4. The next was at Jerusalem, and it was one­ly about the Religion; At which they were all to swear solemnly, To seek the Lord, that was, To worship Him onely, upon pain of Death, as the Law of old was: But Asa the King He renewed it now, and put it upon them, 2 Par. 15. 9.

5 Another after it there was at Jerusalem, and it was of both, both for the Religion, for the An­cient Worship of God, (for Baals Religion had been interloping) and for their Obedience to their true King Joash; He was but a Child indeed, not seven years old, and Athaliah had usurped the Throne; But yet all was now in his Name, and his Right, and done all by Jehoiada his Uncle, who was the High-Priest, and the Kings High Pro­tector, 2 Reg. 11. 17.

6, Hezekiah's Covenant followed next. And to that the King first assembles all the Priests and the Levites, and gives them in charge to sanctifie themselves, and to purge the Temple, (for much pollution there had been) and to set all things right there, for the right Service of God. And the Reason he gives them is, For it is in my heart to make the Covenant for the Lord, 2 Par. 29. 10. And to that purpose he calls the whole Kingdome to­gether. 2 Par. 30. 1.

[Page xxxviii] 7. Shall we need any more? There's one Example yet, in a Time none of the orderlyest, when Jerusalem was beset with the Army of Ba­bilon, Jer. 34. 7. and what was that? A Cove­nant, as the present occasion then gave them, of renewing one point of their Law long disused, and Zedekiah the King was he that did it ver. 8.

8. And one more yet: For after the return from Captivity, there's an Oath made by all Is­rael, for performance of another particular, then most necessary: And who was the Authour of that? The people, if ever, now surely. No; 'Twas Ezra the Priest, but as a Commissioner, come into the Land, with Authority from Ar­taxerxes the great King, and so he takes it in hand, when Shecaniah, a Prince of the blood Royal, (but, in no Commission) by moving him earnestly to it, acknowledges, That it was not lawfull for any of them, for all of them, to set upon it without Him: [ Arise, saith he, because this matter belongs to thee, and we are to be ordered by thee; But be thou couragious and do it.] Ezra. 10. 3. & 4.

------------------------

# Exercise set
**A)** Name every person whom the passage on the covenants of ancient Israel calls a king.
**B)** Write the next part of the passage on the covenants of ancient Israel, starting after its final sentence.

# Provided data
------------------------

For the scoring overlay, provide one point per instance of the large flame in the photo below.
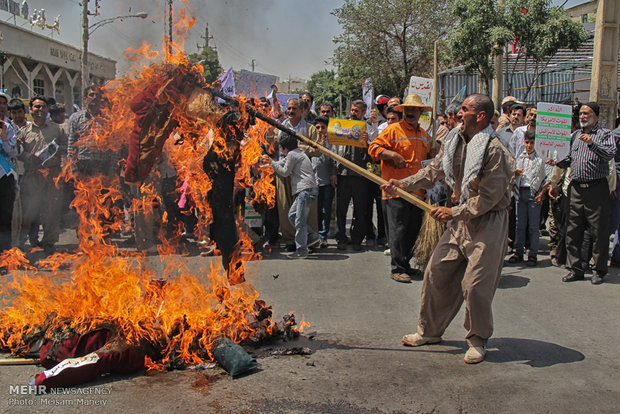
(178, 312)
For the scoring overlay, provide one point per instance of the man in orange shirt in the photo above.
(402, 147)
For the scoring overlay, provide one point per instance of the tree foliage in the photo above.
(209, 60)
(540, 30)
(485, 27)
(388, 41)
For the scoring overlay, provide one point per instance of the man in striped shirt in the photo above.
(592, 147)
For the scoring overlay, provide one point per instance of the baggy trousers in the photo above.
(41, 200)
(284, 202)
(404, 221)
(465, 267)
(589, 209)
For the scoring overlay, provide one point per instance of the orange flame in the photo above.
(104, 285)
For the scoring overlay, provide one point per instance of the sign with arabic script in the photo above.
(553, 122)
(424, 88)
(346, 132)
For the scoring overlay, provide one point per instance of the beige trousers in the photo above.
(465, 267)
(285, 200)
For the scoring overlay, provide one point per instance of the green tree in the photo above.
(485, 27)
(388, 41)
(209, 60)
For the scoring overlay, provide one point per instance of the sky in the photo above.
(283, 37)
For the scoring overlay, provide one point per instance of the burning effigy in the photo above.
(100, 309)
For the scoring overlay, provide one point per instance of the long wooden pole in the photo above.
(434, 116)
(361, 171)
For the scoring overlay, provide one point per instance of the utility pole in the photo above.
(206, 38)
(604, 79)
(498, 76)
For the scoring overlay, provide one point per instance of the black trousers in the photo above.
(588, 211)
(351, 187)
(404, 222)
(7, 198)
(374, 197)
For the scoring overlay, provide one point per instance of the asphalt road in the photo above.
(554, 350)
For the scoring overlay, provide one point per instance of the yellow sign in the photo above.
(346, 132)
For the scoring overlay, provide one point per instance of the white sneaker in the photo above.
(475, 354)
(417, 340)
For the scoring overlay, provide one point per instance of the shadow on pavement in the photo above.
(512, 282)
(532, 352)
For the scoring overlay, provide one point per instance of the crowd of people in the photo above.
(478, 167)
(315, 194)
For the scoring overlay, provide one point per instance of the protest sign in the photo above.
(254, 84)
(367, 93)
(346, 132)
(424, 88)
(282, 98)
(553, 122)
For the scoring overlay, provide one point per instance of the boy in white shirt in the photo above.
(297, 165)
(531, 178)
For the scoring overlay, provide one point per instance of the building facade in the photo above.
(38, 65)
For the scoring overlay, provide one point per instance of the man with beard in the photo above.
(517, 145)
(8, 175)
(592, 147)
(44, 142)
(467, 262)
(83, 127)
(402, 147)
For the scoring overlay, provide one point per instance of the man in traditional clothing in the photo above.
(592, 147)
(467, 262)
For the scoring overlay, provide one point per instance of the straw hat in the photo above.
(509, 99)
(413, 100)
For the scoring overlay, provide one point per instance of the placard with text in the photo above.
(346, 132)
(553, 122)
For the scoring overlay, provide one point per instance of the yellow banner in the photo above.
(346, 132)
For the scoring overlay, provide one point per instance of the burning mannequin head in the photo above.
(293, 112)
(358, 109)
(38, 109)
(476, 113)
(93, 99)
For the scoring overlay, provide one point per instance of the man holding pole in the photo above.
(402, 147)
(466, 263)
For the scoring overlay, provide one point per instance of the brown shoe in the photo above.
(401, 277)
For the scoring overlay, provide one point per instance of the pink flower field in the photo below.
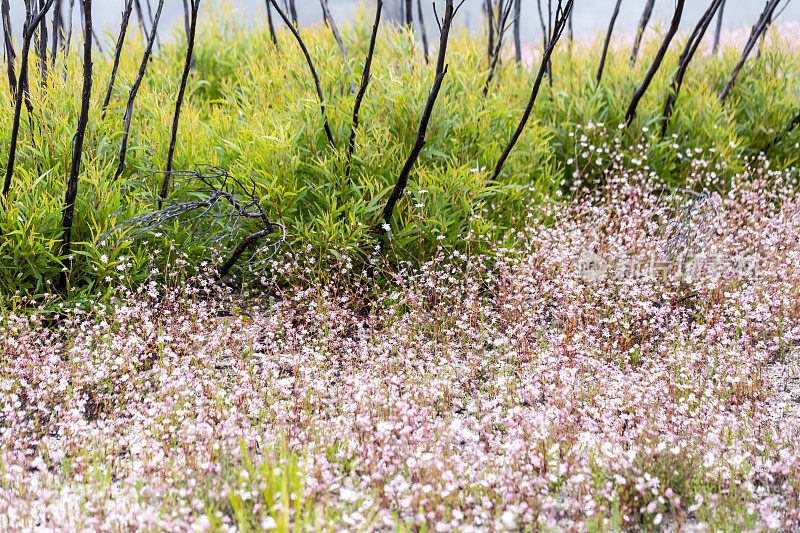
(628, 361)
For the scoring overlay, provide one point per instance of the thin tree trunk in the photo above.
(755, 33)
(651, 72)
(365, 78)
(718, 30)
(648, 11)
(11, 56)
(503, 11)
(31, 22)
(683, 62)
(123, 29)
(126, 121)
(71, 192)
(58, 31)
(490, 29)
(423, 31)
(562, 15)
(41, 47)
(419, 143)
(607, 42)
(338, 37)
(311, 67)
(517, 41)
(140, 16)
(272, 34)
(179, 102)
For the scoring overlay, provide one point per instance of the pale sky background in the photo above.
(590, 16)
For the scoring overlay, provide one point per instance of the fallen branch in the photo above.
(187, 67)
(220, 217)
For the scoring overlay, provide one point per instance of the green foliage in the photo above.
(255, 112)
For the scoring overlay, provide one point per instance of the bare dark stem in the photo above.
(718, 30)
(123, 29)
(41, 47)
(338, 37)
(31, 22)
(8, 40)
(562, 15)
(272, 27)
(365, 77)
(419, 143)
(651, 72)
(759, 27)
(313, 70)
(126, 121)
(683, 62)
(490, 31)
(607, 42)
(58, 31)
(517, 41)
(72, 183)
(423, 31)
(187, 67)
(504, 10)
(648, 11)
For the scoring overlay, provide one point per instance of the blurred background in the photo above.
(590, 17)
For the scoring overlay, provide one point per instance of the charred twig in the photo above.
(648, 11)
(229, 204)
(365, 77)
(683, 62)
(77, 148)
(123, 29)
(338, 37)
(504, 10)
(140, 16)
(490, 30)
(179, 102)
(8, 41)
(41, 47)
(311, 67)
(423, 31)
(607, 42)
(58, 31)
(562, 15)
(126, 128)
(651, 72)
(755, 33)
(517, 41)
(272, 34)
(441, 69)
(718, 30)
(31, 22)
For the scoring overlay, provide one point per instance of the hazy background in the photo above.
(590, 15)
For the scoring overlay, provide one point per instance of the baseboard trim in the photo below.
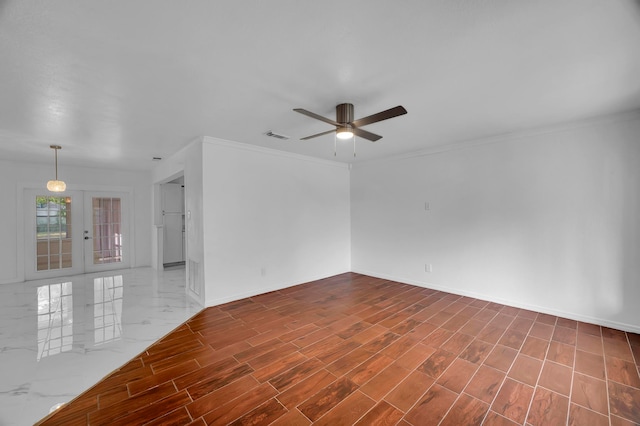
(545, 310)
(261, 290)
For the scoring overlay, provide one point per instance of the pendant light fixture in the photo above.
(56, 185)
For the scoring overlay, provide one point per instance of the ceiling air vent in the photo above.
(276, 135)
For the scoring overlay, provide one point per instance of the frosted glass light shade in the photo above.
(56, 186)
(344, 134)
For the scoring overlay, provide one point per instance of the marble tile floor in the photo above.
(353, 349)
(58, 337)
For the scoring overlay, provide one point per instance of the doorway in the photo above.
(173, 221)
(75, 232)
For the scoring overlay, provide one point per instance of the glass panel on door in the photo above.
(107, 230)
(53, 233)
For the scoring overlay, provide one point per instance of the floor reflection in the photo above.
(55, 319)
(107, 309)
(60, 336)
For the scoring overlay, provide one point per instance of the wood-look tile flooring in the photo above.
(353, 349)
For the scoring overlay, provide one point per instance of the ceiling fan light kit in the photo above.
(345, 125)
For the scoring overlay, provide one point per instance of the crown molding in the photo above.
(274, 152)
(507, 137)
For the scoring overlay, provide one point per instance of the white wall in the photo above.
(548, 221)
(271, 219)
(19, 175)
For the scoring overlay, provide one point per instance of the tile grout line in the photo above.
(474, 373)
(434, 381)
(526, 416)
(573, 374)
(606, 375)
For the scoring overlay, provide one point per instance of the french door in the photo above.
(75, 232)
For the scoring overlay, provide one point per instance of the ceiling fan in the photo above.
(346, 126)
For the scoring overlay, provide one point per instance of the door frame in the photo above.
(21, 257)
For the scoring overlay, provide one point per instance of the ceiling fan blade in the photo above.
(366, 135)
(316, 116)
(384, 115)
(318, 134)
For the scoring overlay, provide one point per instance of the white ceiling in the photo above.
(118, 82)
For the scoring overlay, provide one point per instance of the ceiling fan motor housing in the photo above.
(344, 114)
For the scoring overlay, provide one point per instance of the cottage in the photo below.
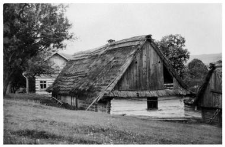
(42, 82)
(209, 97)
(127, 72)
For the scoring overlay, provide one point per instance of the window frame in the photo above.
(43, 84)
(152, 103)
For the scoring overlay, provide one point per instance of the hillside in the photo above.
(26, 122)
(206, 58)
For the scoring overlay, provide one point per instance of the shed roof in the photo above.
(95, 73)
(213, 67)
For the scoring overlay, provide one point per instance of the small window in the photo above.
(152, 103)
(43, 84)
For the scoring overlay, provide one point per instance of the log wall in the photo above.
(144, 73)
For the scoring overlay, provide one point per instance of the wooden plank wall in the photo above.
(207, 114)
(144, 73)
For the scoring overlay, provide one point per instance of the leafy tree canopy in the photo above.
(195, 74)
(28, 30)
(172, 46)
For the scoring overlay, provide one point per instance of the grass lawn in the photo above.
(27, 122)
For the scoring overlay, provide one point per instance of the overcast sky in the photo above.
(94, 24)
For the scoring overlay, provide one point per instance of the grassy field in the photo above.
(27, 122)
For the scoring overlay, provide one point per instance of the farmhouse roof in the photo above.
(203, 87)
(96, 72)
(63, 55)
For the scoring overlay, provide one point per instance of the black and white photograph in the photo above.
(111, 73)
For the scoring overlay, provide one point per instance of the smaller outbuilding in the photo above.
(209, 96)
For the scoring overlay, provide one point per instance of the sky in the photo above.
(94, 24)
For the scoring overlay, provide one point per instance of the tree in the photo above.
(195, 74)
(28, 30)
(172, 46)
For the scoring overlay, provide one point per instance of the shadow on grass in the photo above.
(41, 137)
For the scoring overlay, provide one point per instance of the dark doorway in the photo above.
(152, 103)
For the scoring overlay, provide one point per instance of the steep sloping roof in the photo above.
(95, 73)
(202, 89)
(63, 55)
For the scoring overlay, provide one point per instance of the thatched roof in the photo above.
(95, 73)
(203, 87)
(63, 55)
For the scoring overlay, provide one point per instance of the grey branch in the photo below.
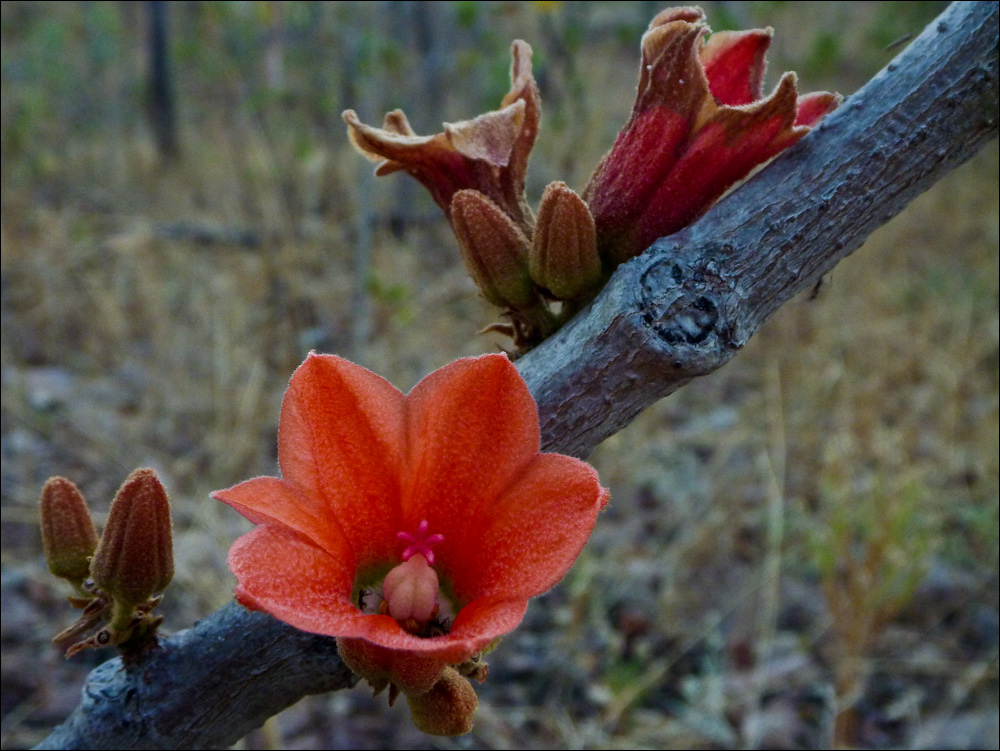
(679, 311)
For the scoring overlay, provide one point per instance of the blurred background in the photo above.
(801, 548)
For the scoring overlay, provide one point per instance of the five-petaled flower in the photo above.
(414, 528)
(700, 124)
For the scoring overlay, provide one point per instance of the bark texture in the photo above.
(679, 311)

------------------------

# Exercise results
**A)** Asa, Joash, Hezekiah, Zedekiah, Artaxerxes

**B)**
9. And that I may not seem to balk any, Take one more yet, that has not the word of a Cove­nant in it, but in Truth it amounts to no less, an Oath with a Curse upon them all, if they do not the Law, that God had prescribed them, Nehem. 10. 29. wherein He as the Tirshatha (the Su­pream [Page xxxix] Governour in Commission) is the Leader of all. ver. 1.

And now, I think, I have left out none: Let this Covenanting Generation come now, and bring out their Baal Berith, that Idol Covenant; And say, which of these is the Copy they pretend to go by, for an Example in S. Scripture.

Will they be able to shew you, they have put nothing in their Covenant, but what was there of old, to be readily found in the Word and Will of God? Or rather, clean contrary, very much of it, such as God abhorrs, so flat against God­liness, Loyalty, Justice, and Truth?

Was God also at the making of it? Which of them sate at the Tables head for Him: Who was Gods Deputy in it? What was His Name, that had power to call them to it, and to require it of them? Well! Let them look to their Copy a little better; For Covenant of God it will never be, whose soever it proves to be, unless these two Conditions, The plain Will of God, and the Right Officer under God, both be clearly in it.

3. All honest Covenants, are Gods.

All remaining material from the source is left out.